- [Short task]: Copy below, word for word, the lines from the one containing "detect the claw" to the one containing "left=833, top=526, right=875, bottom=580", keeping both of those lines.

==*==

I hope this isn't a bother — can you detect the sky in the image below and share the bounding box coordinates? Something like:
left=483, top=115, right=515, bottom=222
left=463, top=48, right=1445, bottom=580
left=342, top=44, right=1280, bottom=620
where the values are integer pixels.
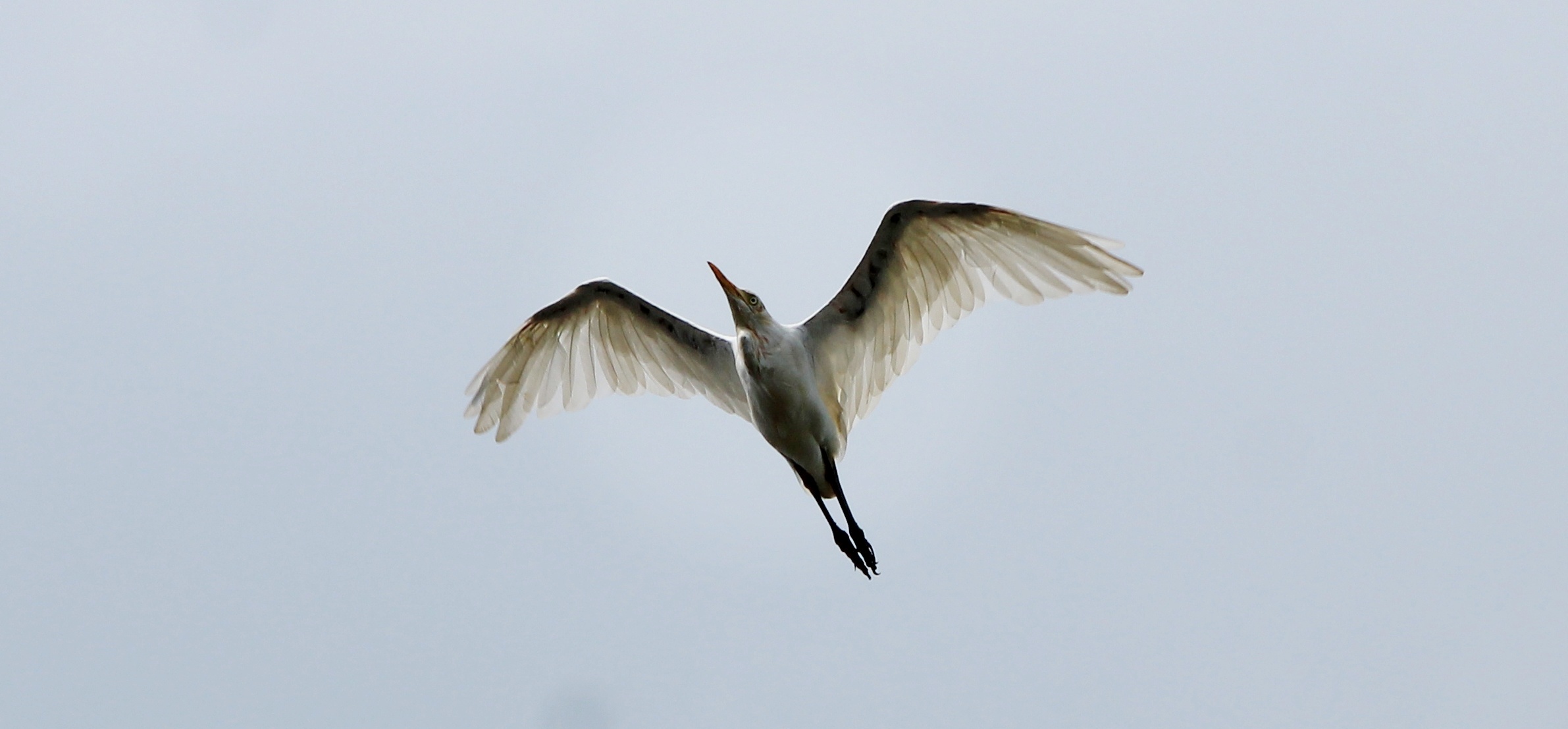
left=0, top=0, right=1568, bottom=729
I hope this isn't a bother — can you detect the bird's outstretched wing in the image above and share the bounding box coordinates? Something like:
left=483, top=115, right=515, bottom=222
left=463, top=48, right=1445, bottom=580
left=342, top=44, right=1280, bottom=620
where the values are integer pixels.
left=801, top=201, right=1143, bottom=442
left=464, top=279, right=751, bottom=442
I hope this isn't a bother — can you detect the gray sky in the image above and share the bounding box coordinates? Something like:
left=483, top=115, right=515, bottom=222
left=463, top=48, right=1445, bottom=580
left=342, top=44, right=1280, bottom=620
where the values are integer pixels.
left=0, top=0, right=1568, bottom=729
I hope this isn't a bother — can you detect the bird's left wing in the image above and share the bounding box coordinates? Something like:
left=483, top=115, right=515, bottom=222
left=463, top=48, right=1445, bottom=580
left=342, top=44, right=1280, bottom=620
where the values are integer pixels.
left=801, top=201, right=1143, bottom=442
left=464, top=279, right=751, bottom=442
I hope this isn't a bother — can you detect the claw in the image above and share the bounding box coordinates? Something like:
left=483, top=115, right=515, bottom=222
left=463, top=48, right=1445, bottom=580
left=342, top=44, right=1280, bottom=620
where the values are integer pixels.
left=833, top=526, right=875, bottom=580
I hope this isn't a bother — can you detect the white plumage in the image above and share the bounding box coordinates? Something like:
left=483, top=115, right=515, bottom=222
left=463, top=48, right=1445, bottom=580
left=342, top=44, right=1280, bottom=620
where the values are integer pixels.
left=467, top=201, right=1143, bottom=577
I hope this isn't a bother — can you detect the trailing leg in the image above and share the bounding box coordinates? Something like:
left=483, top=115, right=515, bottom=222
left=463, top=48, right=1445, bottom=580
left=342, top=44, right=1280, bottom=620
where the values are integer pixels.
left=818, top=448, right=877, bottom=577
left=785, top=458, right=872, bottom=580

==*==

- [Exercise output]:
I hope this isn't a bother — can you detect the claw in the image above and share the bounding box coordinates? Something like:
left=483, top=115, right=515, bottom=222
left=463, top=48, right=1445, bottom=580
left=342, top=44, right=1280, bottom=620
where the values are integer pixels.
left=833, top=526, right=875, bottom=580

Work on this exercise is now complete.